STATED EXERCISE A —
In the Ricci flow text, should the second term on the right-hand side of the equation be added or subtracted?
STATED EXERCISE B —
Reproduce the Ricci flow text between "In a less conceptual" and "added not subtracted.", inclusive.
STATED EXERCISE C —
Continue the Ricci flow post from its final sentence.

In a less conceptual way, it's true that $r(\phi^*g) = \phi^*r(g)$ as in your question. Really it's just how integrals are defined, and the fact that $R_{\phi^*g} = \phi^*R_g$.

I think there's a sign mistake in your equation by the way. If $g(t)$ is a Ricci flow and $v(t)$ denotes the volume at time $t$, you could consider $\widetilde{g}(t) = \lambda(t)g(t)$ where $\lambda(t) = (\frac{v(t)}{v(0)})^{-2/n}$ (this is the rescaling making $\widetilde{v}(t) = \widetilde{v}(0) = v(0)$ for all $t$). Note that for a flow $g(t)$ of metrics in general, the time-derivative of the volume is given by $v'(t) = -\int_M \frac12 tr_{g(t)}(g'(t)) dV_{g(t)}$ so to modify the flow to make the volume invariant, the RHS of your equation should have a trace that integrates to $0$. I believe the second term in your RHS should be added not subtracted.

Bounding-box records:
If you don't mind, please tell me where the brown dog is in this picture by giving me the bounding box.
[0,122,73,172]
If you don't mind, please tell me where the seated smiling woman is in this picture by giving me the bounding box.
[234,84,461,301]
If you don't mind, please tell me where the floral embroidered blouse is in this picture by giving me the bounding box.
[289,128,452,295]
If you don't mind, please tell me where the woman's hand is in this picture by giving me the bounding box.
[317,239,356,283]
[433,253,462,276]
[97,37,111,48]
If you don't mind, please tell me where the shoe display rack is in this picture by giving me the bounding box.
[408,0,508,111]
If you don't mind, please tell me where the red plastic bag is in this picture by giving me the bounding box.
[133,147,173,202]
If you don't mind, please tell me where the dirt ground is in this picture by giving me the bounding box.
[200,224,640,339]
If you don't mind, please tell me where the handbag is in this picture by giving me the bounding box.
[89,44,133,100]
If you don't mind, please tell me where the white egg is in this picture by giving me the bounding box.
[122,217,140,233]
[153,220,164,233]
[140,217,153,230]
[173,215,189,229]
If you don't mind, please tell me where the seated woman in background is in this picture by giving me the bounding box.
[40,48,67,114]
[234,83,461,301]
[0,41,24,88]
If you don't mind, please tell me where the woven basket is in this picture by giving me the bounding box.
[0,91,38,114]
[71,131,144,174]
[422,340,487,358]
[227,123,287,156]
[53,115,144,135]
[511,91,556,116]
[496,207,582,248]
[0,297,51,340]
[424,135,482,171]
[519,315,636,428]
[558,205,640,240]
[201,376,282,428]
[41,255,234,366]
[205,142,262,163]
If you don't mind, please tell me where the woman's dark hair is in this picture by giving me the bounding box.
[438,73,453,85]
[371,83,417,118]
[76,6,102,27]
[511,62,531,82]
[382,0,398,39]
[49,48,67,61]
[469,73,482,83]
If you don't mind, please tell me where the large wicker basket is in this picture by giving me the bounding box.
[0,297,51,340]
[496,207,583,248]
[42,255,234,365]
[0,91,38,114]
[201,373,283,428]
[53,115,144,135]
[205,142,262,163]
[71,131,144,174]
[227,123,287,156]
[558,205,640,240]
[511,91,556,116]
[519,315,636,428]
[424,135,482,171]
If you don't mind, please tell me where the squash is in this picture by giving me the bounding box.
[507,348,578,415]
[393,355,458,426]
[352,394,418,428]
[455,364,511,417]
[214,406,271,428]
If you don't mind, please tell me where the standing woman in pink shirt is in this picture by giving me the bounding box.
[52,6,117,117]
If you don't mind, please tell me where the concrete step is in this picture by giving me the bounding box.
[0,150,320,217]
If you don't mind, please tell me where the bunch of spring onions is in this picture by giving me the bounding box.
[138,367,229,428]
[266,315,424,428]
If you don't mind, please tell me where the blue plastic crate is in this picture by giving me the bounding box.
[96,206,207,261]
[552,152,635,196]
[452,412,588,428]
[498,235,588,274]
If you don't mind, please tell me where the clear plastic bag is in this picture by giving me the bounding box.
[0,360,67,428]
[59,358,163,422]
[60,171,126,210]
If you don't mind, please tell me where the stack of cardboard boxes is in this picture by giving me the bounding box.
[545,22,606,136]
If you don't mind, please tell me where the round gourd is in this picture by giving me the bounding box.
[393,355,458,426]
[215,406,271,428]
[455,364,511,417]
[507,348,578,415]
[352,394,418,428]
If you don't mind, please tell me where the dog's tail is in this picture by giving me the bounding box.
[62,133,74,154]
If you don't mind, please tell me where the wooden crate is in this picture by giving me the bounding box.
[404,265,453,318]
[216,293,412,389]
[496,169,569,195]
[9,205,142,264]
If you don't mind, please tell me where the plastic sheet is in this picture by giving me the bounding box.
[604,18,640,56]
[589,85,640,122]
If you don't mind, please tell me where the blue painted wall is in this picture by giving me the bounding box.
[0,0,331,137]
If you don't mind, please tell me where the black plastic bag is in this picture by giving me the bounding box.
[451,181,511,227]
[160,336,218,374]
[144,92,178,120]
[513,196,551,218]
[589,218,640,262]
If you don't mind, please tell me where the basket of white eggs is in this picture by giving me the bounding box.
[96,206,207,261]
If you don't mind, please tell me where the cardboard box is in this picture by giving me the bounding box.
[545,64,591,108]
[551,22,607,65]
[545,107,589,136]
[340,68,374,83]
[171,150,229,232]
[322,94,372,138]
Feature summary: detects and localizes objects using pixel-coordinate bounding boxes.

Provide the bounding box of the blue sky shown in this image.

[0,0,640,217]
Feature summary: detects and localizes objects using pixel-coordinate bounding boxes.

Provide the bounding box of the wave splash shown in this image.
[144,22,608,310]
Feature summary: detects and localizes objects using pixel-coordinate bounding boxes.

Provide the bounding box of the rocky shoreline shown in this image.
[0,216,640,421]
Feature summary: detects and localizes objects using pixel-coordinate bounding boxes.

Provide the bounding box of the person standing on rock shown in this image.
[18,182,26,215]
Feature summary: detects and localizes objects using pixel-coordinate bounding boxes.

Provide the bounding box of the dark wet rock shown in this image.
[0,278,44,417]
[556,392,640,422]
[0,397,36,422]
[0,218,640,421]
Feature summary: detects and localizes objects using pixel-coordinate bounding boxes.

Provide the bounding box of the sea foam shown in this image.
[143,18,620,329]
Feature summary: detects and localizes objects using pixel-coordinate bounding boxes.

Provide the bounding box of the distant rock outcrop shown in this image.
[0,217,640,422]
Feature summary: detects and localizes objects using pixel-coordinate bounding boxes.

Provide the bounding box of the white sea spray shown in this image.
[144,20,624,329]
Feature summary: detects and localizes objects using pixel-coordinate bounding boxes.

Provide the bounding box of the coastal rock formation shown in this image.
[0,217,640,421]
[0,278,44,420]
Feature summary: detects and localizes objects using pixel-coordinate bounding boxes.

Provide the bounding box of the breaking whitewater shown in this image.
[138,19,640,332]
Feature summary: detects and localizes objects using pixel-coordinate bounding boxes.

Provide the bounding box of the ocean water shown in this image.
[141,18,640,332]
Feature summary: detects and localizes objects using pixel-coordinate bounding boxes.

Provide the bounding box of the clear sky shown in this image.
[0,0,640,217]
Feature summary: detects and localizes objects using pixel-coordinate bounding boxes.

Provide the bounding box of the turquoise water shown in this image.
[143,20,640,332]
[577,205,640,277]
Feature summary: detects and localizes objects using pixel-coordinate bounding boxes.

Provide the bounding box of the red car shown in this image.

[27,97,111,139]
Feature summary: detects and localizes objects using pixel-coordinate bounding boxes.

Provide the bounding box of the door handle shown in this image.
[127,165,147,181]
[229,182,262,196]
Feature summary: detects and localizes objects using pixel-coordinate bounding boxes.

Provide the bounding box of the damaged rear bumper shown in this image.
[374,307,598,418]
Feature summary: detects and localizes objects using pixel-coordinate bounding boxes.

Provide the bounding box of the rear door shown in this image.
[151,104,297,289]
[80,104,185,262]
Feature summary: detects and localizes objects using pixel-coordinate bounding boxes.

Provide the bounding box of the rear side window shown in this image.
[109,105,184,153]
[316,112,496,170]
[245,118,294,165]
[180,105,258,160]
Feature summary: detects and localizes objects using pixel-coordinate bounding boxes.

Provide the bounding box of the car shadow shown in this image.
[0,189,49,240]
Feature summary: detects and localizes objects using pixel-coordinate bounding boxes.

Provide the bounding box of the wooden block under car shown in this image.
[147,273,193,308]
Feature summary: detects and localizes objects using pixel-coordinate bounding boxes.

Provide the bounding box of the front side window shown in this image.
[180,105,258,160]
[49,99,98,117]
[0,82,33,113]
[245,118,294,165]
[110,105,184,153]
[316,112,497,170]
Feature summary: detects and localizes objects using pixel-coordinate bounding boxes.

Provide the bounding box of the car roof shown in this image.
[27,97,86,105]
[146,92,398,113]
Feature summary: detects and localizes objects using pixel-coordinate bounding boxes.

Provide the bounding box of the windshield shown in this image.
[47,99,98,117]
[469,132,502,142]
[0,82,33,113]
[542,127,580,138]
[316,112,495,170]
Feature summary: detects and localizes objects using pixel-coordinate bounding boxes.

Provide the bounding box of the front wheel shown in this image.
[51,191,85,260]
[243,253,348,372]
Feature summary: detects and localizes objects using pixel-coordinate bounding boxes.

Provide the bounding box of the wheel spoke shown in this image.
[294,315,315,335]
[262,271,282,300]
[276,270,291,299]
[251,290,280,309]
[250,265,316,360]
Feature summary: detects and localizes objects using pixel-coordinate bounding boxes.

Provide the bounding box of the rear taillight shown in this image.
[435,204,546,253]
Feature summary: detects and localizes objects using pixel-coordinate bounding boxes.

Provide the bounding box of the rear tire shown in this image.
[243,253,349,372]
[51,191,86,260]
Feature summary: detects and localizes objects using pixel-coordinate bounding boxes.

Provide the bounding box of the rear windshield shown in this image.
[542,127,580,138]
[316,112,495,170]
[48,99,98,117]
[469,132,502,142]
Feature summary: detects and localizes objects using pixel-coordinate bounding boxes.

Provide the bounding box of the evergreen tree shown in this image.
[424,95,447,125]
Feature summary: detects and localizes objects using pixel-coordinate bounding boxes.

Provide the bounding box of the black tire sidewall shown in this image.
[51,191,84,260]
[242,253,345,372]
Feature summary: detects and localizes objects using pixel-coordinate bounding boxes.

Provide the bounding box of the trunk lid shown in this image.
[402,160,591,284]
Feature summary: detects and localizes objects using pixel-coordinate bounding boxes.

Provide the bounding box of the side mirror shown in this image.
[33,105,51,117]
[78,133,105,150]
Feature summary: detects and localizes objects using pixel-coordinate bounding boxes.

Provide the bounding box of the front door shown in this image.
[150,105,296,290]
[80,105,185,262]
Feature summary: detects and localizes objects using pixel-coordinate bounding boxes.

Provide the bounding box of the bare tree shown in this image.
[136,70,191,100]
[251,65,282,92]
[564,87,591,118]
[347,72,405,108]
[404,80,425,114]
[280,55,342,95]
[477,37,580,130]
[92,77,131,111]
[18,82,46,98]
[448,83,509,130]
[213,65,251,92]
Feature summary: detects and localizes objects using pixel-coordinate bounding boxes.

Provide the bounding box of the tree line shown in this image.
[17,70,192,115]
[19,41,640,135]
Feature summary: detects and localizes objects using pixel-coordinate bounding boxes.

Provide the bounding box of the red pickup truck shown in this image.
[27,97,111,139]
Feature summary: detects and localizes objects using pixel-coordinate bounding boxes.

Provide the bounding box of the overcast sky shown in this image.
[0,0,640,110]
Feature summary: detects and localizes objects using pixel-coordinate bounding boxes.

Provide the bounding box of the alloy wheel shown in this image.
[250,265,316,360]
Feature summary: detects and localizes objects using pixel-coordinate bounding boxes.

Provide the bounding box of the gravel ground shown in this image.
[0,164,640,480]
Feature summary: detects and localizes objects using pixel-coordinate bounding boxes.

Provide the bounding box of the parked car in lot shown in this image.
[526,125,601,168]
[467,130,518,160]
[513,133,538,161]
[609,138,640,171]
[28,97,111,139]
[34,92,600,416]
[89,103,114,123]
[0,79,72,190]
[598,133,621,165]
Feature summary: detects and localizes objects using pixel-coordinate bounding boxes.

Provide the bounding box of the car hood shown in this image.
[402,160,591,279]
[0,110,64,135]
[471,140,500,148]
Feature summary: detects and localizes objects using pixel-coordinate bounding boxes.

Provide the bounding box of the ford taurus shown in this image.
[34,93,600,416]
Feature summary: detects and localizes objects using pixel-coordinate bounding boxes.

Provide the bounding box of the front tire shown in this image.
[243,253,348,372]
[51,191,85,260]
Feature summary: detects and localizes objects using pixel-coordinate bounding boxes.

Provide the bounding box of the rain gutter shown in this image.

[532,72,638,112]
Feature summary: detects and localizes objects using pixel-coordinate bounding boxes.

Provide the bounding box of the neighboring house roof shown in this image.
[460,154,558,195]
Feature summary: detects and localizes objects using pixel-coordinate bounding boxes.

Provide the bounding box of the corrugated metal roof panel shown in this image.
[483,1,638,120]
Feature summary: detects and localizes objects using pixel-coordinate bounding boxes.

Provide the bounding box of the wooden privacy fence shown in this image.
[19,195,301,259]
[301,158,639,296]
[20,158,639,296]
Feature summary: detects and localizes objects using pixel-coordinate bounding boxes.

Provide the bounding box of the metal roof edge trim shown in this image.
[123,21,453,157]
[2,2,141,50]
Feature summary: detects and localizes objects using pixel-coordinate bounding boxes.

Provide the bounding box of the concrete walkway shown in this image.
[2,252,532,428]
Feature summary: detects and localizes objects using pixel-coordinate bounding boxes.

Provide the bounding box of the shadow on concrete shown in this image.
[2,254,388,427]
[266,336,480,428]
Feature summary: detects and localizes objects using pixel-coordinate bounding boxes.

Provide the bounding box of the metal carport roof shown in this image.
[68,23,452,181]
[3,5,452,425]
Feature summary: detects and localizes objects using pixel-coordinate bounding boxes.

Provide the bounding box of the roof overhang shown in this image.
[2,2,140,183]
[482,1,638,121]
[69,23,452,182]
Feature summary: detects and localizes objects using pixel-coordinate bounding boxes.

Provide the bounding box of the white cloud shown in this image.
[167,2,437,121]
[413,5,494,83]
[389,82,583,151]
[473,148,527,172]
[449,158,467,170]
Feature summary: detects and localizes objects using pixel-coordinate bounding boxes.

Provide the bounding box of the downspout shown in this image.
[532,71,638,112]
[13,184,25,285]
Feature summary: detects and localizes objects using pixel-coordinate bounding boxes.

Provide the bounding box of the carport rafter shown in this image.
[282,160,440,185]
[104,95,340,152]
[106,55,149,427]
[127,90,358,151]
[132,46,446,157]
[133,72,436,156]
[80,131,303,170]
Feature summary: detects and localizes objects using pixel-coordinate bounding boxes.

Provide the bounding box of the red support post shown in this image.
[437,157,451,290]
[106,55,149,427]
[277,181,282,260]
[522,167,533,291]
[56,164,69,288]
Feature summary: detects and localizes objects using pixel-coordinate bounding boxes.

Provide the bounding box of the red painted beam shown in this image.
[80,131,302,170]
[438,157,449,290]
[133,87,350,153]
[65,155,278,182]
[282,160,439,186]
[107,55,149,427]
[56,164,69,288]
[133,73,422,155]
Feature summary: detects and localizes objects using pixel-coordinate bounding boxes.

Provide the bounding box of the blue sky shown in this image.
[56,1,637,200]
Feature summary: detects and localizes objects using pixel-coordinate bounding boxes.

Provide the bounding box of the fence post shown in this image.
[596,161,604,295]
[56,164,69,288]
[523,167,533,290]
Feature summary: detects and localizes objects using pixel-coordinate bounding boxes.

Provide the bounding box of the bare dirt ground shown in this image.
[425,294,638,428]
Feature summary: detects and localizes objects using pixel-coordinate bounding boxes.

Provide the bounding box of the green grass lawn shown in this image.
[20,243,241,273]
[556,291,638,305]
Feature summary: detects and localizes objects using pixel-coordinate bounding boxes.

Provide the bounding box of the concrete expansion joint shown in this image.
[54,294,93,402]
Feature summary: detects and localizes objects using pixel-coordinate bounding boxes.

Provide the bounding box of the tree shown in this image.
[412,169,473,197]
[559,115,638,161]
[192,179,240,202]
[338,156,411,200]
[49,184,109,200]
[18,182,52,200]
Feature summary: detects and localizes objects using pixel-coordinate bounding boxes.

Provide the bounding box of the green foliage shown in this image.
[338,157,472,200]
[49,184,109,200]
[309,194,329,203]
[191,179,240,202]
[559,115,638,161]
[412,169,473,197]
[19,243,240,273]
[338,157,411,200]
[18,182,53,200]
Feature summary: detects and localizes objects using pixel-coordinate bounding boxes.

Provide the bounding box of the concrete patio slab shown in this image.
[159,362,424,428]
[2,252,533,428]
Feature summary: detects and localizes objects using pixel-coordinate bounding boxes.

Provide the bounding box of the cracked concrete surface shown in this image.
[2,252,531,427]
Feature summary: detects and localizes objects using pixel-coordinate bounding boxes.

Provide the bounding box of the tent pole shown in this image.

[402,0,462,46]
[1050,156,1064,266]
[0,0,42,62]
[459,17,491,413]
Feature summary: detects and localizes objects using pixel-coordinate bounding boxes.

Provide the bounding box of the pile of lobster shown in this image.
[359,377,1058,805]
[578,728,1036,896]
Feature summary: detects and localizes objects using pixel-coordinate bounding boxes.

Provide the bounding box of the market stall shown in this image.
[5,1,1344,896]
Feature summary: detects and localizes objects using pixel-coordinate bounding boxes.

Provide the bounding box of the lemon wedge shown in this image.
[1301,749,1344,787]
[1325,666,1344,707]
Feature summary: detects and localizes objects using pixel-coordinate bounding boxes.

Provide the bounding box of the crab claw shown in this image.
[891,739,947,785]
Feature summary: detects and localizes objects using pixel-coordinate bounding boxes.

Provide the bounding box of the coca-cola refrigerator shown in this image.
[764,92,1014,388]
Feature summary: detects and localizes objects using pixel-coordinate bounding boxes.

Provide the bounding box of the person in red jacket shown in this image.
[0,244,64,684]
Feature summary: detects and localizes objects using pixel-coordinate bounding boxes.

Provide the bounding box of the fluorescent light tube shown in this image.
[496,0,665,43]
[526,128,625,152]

EXERCISE RESULT A —
It should be added, not subtracted.

EXERCISE RESULT B —
In a less conceptual way, it's true that $r(\phi^*g) = \phi^*r(g)$ as in your question. Really it's just how integrals are defined, and the fact that $R_{\phi^*g} = \phi^*R_g$.

I think there's a sign mistake in your equation by the way. If $g(t)$ is a Ricci flow and $v(t)$ denotes the volume at time $t$, you could consider $\widetilde{g}(t) = \lambda(t)g(t)$ where $\lambda(t) = (\frac{v(t)}{v(0)})^{-2/n}$ (this is the rescaling making $\widetilde{v}(t) = \widetilde{v}(0) = v(0)$ for all $t$). Note that for a flow $g(t)$ of metrics in general, the time-derivative of the volume is given by $v'(t) = -\int_M \frac12 tr_{g(t)}(g'(t)) dV_{g(t)}$ so to modify the flow to make the volume invariant, the RHS of your equation should have a trace that integrates to $0$. I believe the second term in your RHS should be added not subtracted.

EXERCISE RESULT C —
With the flow $\widetilde{g}(t)$ defined above, we get the equation $$ \partial_t \widetilde{g}(t) = -2\lambda(t)\text{Ric}(g(t)) + \left(\frac{2}{n.v(0)^{-2/n}} v(t)^{-(2/n) - 1} \int_M R_{g(t)}dV_{g(t)}\right)g(t) $$ which is simply $$ \partial_t \widetilde{g}(t) = -2\lambda(t)\text{Ric}(\widetilde{g}(t)) + \frac{2r(t)}{n}\widetilde{g}(t). $$ Because $\widetilde{r}(t) = \lambda(t)^{-1}r(t)$, we could rewrite this as $$ \partial_t \widetilde{g}(t) = \left(-2\text{Ric}(\widetilde{g}(t)) + \frac{2\widetilde{r}(t)}{n}\widetilde{g}(t)\right)\lambda(t) $$ so considering instead the flow $g_R(t) := \lambda(\alpha(t)).g(\alpha(t))$ where $\alpha(t) = \int_0^t\lambda(s)ds$, we get exacty the equation in your question (except with the second minus turned into a plus sign).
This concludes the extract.